[Goal]:
Write each line out again exactly as written.

··· The records

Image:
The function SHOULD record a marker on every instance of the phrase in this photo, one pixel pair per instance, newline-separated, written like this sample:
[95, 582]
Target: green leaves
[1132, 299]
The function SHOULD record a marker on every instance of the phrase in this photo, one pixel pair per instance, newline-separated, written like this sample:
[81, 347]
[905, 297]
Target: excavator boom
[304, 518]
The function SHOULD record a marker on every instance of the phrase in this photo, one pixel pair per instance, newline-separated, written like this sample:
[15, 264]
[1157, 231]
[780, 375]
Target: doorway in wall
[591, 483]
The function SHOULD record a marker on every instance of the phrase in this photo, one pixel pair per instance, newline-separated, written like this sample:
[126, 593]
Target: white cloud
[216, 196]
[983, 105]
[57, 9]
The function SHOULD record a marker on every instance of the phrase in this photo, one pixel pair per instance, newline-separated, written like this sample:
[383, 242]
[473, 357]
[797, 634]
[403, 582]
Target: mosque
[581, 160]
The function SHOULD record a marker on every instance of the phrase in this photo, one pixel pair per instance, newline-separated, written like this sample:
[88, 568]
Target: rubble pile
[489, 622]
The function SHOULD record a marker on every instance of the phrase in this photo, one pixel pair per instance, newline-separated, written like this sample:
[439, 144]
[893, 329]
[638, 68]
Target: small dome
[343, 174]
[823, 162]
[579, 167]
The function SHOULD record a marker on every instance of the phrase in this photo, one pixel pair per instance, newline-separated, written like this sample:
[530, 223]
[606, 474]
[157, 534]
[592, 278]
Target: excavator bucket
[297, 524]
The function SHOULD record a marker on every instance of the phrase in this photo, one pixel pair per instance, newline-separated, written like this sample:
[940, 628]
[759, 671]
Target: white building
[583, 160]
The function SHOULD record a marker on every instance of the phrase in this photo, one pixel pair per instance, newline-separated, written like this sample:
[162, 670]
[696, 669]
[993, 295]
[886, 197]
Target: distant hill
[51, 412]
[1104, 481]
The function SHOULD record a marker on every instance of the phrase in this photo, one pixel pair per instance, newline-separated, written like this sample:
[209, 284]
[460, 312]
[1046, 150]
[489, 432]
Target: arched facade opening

······

[Answer below]:
Image:
The function SHOULD record a marker on every instance of the phrase in this photo, one pixel pair per instance, newline-separated, written like this sample:
[95, 582]
Target: green leaves
[1132, 299]
The function SHOULD record a marker on every instance of the phrase in this photo, one pixel pair per instance, newline-separated, written like this sample:
[81, 347]
[905, 297]
Target: excavator boom
[304, 518]
The function SHOULD record a marker on every instance of the phrase in this photo, one pixel pair per instance, newline-separated, written like this sample:
[15, 264]
[1157, 231]
[780, 375]
Target: doorway in wall
[591, 483]
The function SHOULD record a marker on every instance of the phrase in this photo, one pixel pair per instance, newline-separated, written like this sample:
[126, 593]
Target: white cloud
[216, 196]
[983, 105]
[57, 9]
The function SHOULD record a marker on every instance of the phrase in this photo, one pixel pair per instance, newline-separated, written like this sample:
[383, 242]
[473, 357]
[797, 634]
[403, 582]
Target: mosque
[581, 160]
The function SHOULD record a marker on every instance of the phrase in this photo, one pixel pair per instance, newline-separated, written like this sample:
[88, 568]
Target: rubble pile
[489, 622]
The function SHOULD record a marker on every instance of the phrase in this photo, one pixel pair per instance, newline-separated, written like this sample:
[439, 144]
[893, 329]
[638, 68]
Target: small dome
[343, 174]
[823, 162]
[579, 167]
The function SHOULD record a marker on every instance of the phrase in this photo, one pixel pair per instance, newline-separated, written like this sample:
[530, 223]
[606, 474]
[157, 534]
[592, 278]
Target: excavator bucket
[297, 524]
The function SHOULD record a marker on every instance of the phrase in this photo, one pixel pair per instance, newline-separated, written like this sample:
[940, 628]
[759, 671]
Target: white building
[583, 160]
The function SHOULD record a marker on every instance of the phrase in this photo, one pixel pair per instance, newline-separated, written like this sample:
[162, 670]
[696, 669]
[993, 295]
[886, 197]
Target: distant hill
[51, 412]
[1104, 481]
The function SHOULD record a marker on every instance of the phrase in this photo, one pixel pair per instance, newline-separated, written like this sample:
[209, 284]
[460, 312]
[1046, 150]
[489, 432]
Target: arched facade opening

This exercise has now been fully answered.